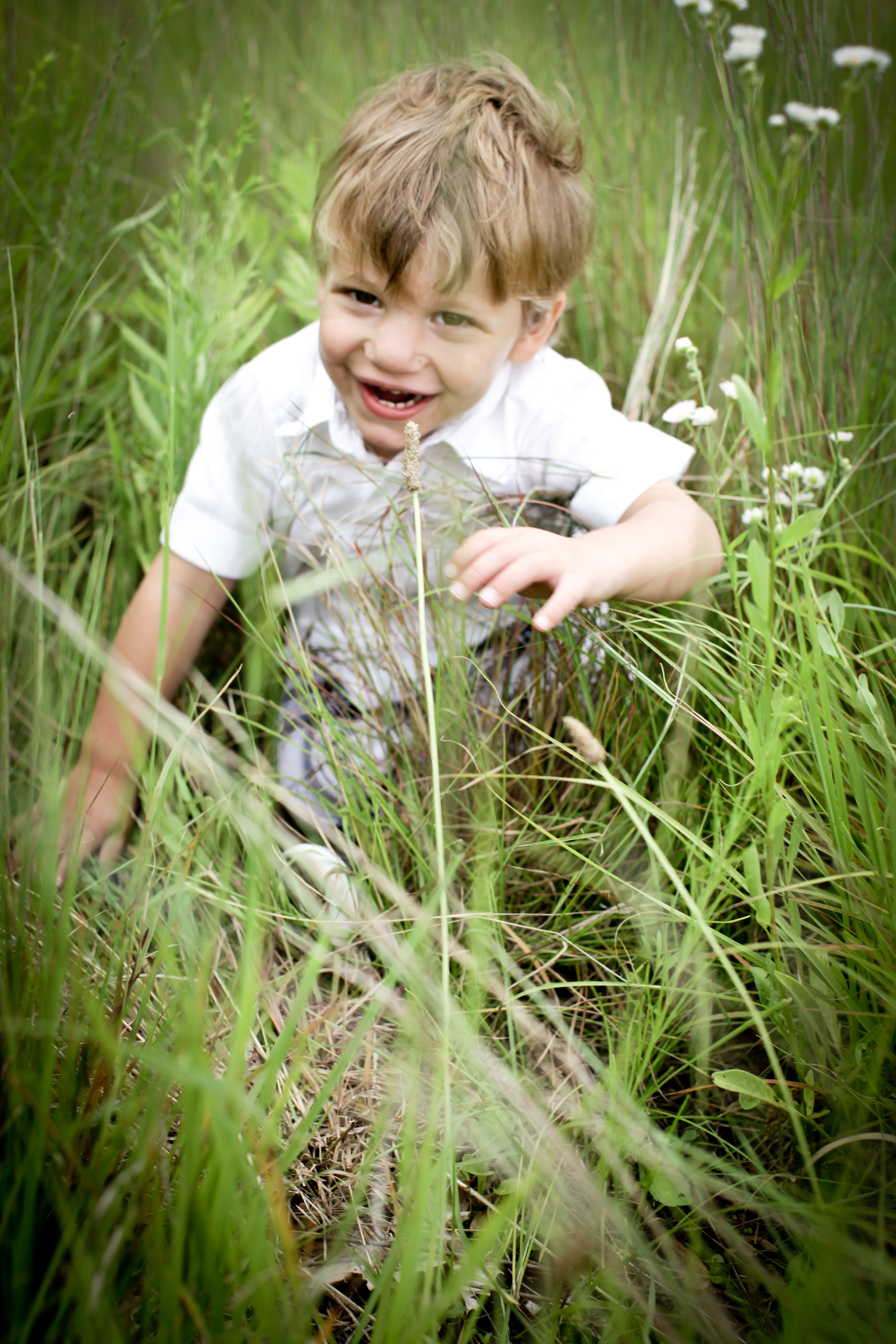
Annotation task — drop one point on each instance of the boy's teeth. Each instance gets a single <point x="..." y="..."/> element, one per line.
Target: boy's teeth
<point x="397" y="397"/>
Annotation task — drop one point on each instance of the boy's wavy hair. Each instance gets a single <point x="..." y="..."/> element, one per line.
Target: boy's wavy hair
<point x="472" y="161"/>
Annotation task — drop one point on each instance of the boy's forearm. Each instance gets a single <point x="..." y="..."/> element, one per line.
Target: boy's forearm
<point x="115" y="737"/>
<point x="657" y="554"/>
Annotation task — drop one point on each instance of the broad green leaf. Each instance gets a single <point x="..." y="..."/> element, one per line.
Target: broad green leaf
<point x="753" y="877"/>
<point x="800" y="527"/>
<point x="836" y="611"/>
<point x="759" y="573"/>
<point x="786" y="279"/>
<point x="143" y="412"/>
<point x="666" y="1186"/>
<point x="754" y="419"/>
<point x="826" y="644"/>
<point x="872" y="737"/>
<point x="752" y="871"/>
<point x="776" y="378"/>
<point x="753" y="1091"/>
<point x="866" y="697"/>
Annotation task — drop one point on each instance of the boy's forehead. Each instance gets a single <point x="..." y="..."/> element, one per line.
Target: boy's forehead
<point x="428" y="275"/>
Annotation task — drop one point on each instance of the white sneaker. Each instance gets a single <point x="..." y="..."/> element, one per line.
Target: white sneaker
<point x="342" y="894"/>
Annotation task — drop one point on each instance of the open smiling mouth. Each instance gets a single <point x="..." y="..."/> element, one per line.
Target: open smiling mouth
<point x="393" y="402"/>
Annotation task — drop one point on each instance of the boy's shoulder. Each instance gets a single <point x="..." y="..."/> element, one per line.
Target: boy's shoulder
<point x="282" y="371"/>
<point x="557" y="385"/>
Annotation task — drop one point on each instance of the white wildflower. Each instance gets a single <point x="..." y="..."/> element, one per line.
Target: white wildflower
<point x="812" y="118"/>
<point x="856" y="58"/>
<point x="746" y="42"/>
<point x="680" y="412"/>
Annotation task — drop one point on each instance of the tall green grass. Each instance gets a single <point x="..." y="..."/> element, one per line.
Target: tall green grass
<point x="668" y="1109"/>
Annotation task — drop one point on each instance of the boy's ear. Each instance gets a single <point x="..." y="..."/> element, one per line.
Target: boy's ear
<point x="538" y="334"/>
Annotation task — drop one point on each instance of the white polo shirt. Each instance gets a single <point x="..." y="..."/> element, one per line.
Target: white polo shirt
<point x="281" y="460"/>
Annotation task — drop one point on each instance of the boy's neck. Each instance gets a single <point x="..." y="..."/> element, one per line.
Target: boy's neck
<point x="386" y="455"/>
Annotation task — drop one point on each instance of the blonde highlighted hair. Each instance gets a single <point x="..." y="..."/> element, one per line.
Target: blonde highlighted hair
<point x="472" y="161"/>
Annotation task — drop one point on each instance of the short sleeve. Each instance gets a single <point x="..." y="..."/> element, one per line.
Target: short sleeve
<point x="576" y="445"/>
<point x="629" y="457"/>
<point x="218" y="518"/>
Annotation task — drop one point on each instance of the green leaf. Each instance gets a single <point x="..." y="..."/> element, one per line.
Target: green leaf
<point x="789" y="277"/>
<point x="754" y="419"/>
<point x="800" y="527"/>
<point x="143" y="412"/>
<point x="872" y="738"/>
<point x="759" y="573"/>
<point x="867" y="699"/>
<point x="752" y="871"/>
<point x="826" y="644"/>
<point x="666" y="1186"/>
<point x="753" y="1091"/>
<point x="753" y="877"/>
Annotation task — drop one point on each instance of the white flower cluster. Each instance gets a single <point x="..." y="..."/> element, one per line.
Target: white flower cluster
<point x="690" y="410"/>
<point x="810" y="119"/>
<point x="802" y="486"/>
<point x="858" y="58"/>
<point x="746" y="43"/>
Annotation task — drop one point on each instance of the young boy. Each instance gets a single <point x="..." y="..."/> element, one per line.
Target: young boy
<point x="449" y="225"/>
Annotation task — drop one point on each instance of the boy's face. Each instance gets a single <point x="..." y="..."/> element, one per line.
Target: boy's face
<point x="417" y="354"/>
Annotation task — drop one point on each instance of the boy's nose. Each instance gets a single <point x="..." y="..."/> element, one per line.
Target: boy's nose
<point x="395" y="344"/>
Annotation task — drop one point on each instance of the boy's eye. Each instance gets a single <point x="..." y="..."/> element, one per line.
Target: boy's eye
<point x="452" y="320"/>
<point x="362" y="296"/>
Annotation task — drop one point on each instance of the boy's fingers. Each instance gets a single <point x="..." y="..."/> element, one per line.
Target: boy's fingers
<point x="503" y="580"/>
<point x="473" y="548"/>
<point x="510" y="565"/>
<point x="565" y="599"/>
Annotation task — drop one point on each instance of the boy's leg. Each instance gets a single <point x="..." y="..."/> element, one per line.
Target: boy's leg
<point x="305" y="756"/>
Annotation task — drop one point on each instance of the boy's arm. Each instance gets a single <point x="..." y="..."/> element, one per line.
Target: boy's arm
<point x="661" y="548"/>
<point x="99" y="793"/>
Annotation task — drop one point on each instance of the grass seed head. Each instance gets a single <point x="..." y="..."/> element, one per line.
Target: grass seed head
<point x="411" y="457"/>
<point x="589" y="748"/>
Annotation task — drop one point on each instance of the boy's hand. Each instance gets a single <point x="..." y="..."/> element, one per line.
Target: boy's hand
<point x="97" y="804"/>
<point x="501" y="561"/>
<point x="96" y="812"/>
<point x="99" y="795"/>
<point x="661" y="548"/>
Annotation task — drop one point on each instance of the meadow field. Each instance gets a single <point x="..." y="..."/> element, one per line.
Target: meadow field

==========

=== TASK DIRECTIONS ===
Could you substitute "place one marker" for "drop one point" throughout the lines running from the one containing "the boy's leg." through the end of the lines, both ends included, and give those lines back with nothing else changed?

=== ANSWER TO THIS PROBLEM ===
Annotation task — place one marker on each instance of the boy's leg. Each instance gets a single <point x="..." y="..."/> element, one per line.
Target: boy's leg
<point x="305" y="756"/>
Annotation task — place one marker on each instance of the boy's arm. Each instance gets a single <point x="..." y="..."/> element, one per line.
Target: boy's arm
<point x="661" y="548"/>
<point x="99" y="793"/>
Annotation task — place one marker on each instance of the grass seed head. Each instance gets a single <point x="..." y="..."/> element, one per line.
Target: grass seed head
<point x="411" y="457"/>
<point x="589" y="748"/>
Annotation task — place one marker on each instance of the boy's hand. Each instance gets a single <point x="..." y="..."/> element, one per line.
Target: boy's hand
<point x="97" y="804"/>
<point x="501" y="561"/>
<point x="96" y="812"/>
<point x="99" y="795"/>
<point x="661" y="548"/>
Annotation task — place one marker on each instance of the meadow field. Each instance gets a single <point x="..." y="..."/> element, one per line.
Target: meadow field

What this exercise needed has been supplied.